• [Work to be completed]:
Each line of the listing where "person" appears should be reported.

--- START ---

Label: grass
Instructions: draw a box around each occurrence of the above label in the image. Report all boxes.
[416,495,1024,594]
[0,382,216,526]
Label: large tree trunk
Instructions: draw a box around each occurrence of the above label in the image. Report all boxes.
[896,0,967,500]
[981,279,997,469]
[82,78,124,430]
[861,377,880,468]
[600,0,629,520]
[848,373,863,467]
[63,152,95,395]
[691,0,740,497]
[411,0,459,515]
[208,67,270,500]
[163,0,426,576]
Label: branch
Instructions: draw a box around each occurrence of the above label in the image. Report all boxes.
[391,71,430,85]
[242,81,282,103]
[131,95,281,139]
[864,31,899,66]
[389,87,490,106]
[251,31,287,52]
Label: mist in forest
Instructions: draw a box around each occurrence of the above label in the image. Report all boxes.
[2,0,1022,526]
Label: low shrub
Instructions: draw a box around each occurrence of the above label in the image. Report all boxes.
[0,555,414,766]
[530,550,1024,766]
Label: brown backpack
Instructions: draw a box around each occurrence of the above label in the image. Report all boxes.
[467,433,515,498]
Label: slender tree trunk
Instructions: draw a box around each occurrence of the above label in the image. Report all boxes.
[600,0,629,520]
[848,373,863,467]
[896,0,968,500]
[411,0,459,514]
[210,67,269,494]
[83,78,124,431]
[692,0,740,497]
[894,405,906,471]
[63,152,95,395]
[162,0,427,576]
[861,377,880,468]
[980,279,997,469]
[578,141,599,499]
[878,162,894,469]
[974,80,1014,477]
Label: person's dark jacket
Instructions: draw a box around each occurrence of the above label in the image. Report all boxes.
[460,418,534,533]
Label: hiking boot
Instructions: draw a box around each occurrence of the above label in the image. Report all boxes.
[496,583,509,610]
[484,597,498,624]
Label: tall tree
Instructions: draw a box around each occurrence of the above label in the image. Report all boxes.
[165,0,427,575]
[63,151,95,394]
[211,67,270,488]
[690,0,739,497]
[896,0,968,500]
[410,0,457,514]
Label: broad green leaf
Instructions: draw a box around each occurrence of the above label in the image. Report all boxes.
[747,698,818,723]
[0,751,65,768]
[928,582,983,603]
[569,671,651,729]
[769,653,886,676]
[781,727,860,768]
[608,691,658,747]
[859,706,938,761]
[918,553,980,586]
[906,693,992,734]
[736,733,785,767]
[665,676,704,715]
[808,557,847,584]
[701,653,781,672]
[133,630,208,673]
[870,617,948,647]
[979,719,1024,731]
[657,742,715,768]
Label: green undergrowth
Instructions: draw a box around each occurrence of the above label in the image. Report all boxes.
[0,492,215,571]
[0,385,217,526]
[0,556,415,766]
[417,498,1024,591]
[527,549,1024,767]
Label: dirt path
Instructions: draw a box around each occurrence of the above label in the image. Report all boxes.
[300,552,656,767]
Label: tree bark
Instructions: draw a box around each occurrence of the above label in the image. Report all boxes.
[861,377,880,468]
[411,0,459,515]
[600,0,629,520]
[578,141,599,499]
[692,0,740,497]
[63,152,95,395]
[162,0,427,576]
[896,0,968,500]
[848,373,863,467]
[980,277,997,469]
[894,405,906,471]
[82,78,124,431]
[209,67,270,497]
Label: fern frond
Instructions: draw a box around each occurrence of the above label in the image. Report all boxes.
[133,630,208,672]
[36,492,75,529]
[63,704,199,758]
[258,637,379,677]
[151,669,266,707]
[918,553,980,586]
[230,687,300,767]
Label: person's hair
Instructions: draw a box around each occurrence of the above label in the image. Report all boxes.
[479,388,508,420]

--- END ---

• [Solved problem]:
Label: person's dark jacket
Label: person's hair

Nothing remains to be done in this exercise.